[Text passage — start]
In trying to identify a strategy for ameliorating labor’s weakness, Josh Eidelson in late January 2013 penned an article entitled “Alt-Labor” in The American Prospect, which detailed nonunion workers’ groups’ efforts in advancing employees’ rights. The question motivating Eidelson’s essay was whether these organizations could generate the same kind of impact that traditional labor unions have had in raising wages, increasing benefits and improving working conditions.

Nonunion worker groups have been around for years, so Eidelson’s essay is not the first publication discussing these groups. But what he did is label them as “Alt-Labor,” short for alternative labor, thus distinguishing “Alt-Labor” from traditional labor unions. While all alternative labor organizations lack collective bargaining rights, significant differences exist among them.

Although Eidelson does not categorize these groups, alt-labor organizations can be classified into minority unions, worker centers and open source unions. Minority unions are nonunion unions, which means they are labor groups, supported by traditional labor unions, which have not been certified as the employees’ collective bargaining agents. Although they cannot negotiate written contracts with employers, minority unions attempt to improve wages, benefits and working conditions through various modes of collective action such as the 2012 Thanksgiving walkouts organized by the Organization United for Respect at Walmart (OUR Walmart).

A second category of alt-labor groups are worker centers and other community-based worker organizations. These groups are also unable to achieve collective bargaining recognition but also seek to improve employees’ wages, benefits and working conditions through organizing collective actions, which include coordinating mass protests and conducting legal actions against employers. Eidelson discusses the Restaurant Opportunities Center in his article, which has used the above-listed tactics to obtain back wages and penalties of approximately $6.5 million for restaurant employees from 13 employer settlements since the group’s establishment in 2001. Eidelson also reports on the National Domestic Workers Alliance, which after six years of conducting mass rallies, attending hearings, and lobbying legislators led to the New York state legislature implementing the Domestic Workers Bill of Rights. The first such code in the United States, it instituted overtime pay, sexual-harassment provisions, and paid leave for domestic workers to care for children or elderly parents.
[Text passage — finish]
[Excerpted records — start]
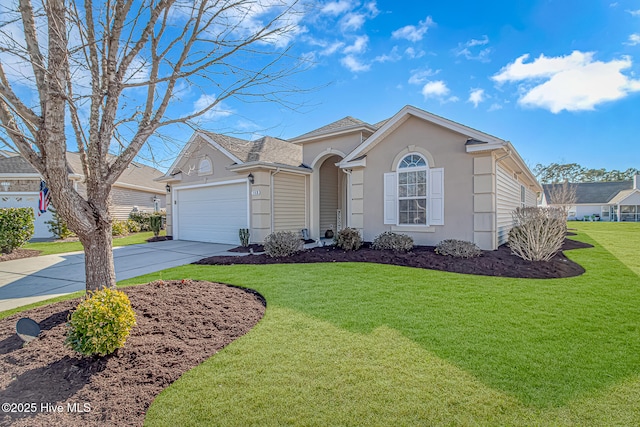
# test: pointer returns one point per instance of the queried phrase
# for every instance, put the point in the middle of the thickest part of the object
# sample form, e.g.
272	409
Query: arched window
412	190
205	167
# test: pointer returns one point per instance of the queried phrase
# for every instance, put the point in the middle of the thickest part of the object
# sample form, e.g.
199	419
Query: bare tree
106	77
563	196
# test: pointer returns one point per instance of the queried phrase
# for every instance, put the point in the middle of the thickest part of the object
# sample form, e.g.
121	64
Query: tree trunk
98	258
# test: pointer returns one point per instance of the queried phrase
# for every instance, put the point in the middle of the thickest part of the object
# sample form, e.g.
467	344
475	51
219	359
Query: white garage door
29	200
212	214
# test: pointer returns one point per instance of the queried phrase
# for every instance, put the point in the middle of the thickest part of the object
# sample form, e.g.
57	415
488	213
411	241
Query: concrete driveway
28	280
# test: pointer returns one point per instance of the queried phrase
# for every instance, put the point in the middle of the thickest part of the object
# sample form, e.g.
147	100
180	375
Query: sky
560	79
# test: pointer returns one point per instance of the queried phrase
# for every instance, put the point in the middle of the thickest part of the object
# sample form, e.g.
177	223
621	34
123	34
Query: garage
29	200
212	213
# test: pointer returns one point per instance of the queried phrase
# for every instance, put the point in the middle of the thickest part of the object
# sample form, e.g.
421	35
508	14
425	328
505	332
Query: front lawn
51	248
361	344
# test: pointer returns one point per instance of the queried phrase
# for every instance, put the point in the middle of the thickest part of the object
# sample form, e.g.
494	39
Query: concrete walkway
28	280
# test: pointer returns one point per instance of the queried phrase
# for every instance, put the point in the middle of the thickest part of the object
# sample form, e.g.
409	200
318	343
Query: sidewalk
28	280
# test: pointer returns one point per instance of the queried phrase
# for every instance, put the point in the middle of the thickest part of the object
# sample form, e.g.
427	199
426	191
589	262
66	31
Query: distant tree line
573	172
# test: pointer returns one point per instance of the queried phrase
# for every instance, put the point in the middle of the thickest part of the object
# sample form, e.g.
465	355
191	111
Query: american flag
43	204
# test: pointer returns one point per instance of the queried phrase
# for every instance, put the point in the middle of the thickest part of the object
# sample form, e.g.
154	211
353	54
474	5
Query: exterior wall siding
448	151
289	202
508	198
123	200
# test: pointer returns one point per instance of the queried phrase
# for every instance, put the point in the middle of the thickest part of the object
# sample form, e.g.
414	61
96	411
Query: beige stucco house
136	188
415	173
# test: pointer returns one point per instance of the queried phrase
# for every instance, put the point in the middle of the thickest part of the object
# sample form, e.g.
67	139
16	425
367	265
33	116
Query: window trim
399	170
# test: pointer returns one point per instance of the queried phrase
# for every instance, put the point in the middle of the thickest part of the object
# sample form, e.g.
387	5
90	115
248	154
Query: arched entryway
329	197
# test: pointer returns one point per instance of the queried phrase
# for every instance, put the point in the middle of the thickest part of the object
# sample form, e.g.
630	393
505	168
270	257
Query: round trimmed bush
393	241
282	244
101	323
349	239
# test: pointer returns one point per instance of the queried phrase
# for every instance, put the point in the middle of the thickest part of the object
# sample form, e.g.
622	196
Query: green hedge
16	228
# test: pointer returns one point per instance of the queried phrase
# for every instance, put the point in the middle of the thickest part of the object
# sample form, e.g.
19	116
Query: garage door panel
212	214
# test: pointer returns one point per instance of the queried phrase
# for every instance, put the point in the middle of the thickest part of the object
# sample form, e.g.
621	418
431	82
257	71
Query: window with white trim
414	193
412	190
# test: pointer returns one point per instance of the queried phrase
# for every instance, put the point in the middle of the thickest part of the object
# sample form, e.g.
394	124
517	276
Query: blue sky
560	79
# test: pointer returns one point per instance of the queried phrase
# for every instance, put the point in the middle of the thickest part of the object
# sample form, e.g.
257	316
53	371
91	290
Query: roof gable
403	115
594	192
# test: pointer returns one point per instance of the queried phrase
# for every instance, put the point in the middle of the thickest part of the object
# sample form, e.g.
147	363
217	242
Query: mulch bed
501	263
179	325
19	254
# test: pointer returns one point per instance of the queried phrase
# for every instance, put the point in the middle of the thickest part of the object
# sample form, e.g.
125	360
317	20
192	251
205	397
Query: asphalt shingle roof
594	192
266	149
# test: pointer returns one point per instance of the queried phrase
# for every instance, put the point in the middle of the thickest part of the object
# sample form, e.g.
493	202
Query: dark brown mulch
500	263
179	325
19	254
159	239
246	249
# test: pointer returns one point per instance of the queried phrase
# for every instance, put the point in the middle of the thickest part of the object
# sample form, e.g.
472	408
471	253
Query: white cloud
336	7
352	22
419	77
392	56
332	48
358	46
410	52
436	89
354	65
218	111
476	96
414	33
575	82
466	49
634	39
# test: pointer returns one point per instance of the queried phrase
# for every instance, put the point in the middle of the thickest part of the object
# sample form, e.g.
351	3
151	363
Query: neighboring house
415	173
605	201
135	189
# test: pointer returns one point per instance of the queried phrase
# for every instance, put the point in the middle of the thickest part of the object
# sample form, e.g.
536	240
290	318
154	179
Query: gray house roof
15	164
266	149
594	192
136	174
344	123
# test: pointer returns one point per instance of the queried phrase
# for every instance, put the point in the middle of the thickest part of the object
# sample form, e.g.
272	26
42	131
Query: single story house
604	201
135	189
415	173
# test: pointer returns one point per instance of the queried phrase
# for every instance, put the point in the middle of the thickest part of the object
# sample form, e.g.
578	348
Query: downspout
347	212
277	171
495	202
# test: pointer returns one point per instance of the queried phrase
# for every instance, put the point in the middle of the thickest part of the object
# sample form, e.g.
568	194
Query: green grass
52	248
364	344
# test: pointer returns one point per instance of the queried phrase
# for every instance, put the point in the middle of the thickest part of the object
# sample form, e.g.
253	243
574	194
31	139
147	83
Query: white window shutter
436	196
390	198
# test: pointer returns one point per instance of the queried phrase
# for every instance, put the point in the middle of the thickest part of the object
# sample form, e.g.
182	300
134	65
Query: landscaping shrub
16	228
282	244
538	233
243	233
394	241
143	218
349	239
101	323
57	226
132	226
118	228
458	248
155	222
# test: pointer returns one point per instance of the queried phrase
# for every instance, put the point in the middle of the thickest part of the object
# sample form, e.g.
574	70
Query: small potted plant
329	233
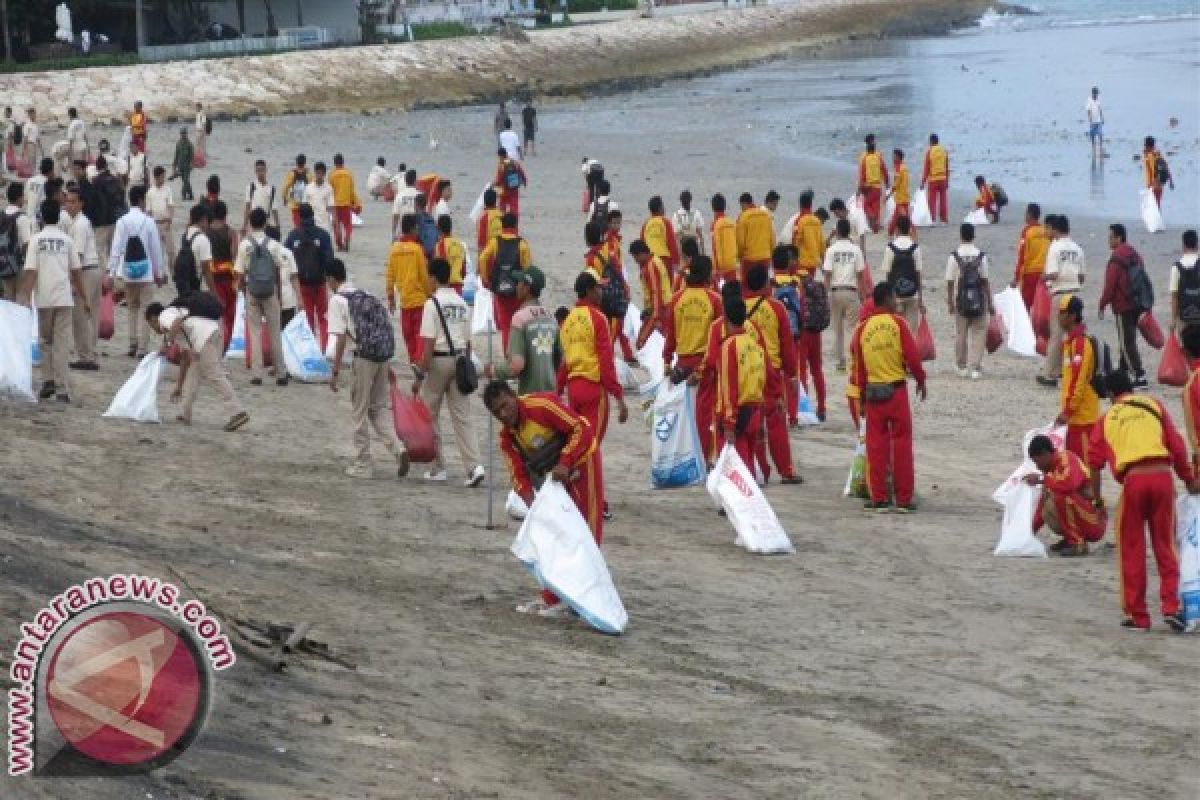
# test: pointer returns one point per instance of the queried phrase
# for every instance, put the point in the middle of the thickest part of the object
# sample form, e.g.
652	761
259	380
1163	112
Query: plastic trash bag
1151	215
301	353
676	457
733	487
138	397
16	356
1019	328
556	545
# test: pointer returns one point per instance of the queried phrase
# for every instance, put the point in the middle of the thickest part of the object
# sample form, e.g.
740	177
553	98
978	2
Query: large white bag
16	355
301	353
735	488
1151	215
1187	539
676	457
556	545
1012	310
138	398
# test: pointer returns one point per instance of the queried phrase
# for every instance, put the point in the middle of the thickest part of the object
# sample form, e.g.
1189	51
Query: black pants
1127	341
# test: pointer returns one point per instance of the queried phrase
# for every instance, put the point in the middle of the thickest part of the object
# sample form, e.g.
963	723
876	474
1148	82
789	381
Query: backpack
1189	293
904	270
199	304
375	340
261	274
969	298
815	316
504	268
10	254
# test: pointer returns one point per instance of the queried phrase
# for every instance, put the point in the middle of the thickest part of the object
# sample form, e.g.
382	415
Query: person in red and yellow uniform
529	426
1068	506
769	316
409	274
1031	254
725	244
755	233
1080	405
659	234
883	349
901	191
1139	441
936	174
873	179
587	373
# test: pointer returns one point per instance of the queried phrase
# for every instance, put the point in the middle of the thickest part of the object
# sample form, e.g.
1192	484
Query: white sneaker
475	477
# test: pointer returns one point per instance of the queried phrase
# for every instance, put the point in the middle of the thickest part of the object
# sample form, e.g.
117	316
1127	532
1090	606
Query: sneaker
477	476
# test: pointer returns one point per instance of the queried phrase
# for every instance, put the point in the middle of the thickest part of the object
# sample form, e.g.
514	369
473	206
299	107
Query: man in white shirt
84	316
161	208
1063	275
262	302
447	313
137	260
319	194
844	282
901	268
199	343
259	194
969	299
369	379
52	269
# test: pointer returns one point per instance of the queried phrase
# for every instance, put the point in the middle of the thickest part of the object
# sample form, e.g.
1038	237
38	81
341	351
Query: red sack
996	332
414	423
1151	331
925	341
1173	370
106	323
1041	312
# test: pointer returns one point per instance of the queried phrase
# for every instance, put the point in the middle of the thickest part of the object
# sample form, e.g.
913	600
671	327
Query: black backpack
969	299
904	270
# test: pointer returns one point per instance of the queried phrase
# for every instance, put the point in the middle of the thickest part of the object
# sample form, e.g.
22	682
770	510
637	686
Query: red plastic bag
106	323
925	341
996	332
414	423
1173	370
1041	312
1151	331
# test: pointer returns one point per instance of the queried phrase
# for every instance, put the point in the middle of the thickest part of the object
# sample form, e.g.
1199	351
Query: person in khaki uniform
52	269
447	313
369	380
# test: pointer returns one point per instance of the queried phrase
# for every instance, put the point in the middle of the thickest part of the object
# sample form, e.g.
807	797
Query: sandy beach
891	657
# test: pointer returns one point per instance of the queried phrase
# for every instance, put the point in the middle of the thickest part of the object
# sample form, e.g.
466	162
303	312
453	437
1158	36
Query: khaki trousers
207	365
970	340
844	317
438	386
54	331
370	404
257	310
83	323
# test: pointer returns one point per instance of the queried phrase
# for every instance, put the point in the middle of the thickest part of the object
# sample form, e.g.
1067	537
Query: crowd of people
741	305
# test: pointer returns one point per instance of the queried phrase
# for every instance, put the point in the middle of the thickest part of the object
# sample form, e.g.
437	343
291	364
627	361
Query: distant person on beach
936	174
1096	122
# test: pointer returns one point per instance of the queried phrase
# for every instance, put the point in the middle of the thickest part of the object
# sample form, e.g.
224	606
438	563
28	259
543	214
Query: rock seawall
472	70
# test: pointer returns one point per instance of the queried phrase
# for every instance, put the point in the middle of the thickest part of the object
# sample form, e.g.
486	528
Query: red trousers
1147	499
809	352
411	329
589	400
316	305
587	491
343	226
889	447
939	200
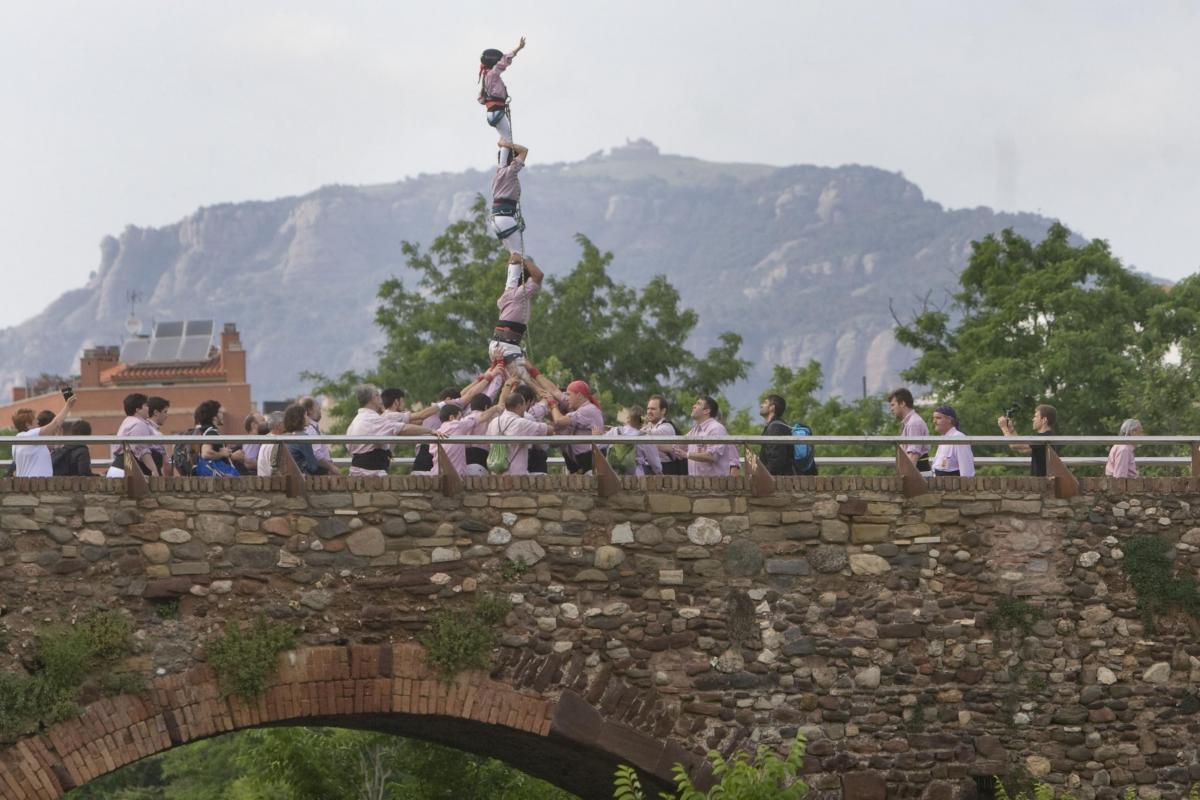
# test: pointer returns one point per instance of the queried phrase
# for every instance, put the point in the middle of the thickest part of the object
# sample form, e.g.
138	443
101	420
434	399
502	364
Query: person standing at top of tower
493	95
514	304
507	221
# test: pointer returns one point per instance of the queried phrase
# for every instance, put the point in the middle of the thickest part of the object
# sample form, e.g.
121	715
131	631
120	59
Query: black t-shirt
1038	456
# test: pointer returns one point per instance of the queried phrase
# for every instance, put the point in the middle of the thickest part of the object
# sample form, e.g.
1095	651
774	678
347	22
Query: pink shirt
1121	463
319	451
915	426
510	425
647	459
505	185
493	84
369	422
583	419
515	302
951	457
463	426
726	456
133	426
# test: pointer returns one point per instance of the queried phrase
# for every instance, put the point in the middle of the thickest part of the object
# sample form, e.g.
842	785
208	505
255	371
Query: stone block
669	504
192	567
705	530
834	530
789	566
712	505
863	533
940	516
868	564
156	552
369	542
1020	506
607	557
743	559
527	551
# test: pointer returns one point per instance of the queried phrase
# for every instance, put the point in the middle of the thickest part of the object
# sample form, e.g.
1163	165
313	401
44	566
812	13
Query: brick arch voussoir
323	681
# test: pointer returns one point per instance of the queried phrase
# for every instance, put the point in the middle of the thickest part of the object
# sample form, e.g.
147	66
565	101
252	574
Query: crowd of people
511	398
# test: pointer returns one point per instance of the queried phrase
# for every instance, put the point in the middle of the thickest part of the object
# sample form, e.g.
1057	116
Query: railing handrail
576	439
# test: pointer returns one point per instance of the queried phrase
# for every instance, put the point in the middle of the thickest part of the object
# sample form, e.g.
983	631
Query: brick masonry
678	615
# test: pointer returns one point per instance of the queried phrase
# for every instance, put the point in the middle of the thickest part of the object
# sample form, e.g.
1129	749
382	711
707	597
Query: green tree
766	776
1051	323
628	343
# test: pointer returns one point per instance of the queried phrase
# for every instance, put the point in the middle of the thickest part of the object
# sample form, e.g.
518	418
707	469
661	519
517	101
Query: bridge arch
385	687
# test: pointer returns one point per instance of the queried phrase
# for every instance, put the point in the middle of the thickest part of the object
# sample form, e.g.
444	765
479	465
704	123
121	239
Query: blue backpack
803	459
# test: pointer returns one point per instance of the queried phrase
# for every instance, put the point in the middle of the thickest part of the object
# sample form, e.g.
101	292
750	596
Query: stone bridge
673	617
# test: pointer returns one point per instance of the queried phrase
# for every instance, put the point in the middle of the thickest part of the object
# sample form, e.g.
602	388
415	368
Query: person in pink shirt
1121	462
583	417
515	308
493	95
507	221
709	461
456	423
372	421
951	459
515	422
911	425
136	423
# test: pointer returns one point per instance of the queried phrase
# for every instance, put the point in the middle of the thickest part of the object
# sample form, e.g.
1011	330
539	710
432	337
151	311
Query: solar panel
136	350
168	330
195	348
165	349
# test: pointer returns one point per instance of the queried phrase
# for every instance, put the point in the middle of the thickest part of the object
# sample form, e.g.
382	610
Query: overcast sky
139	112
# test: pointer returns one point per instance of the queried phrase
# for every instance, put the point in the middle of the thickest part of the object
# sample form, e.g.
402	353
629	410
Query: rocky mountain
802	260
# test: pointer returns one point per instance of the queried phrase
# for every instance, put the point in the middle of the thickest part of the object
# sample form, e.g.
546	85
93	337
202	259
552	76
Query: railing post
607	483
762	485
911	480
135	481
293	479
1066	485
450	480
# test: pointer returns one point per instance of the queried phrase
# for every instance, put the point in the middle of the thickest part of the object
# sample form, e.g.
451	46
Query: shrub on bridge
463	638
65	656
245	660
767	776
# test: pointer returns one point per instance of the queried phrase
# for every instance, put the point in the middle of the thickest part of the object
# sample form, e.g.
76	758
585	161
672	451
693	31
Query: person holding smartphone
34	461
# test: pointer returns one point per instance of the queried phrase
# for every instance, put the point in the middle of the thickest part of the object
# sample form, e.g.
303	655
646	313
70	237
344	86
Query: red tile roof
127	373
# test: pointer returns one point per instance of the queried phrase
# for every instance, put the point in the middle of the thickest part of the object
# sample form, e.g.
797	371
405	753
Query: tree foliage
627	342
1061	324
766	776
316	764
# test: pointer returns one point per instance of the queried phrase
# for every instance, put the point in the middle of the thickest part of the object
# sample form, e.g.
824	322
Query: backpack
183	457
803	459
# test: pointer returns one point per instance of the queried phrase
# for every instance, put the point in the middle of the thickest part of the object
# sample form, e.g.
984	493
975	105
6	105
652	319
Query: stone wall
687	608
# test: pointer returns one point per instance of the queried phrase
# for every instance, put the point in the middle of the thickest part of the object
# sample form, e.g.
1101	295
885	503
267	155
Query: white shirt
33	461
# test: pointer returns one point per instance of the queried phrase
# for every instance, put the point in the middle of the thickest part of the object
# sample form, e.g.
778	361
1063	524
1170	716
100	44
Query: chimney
[Excerpted records — finish]
## Complete the following
(A) In the alt-labor passage, how much in back wages and penalties has the Restaurant Opportunities Center obtained for restaurant employees?
(B) Write the next part of the alt-labor passage, starting after its final sentence.

## Answer list
(A) Approximately $6.5 million, from 13 employer settlements since 2001.

(B)
The third classification of alt-labor groups are open source unions which are either occupationally or craft-based organizations such as the Freelancers Union; another variant includes groups of workers interested in achieving fundamental union objectives such as the AFL-CIO’s Working America. In uniting these workers, open source unions deliver an array of services to their memberships such as low-cost health insurance, career development opportunities or the chance to participate in political activities.

Eidelson concludes that “alt-labor groups are no cure-all for what ails unions….But in a growing segment of the economy, they are the only labor groups making gains for workers.” I will go one step further in arguing that alt-labor groups will play an increasingly important role in the coming years. Because alt-labor groups often represent employees ineligible for collective bargaining coverage, such organizations often are the only available option for workers to exert pressure on their employers.

Additionally, since alt-labor groups utilize a wide assortment of tactics and strategies, the seeds of trade union revival might emerge from one of their innovative approaches. There is historical precedent for such a view. The pioneering use of the sit-down strike, hundreds of which occurred from 1936 to 1938, contributed to the explosive growth of the U.S. mass industrial unions during the late 1930s. While there are no guarantees, a ground-breaking tactic developed by an alt-labor group could have a similar effect on the U.S. trade union movement. Any organization that can provide employees with even a modicum of protection must be utilized in such perilous times. While no panacea, alt-labor groups will remain invaluable with the attack on traditional labor unions unlikely to abate in the immediate future.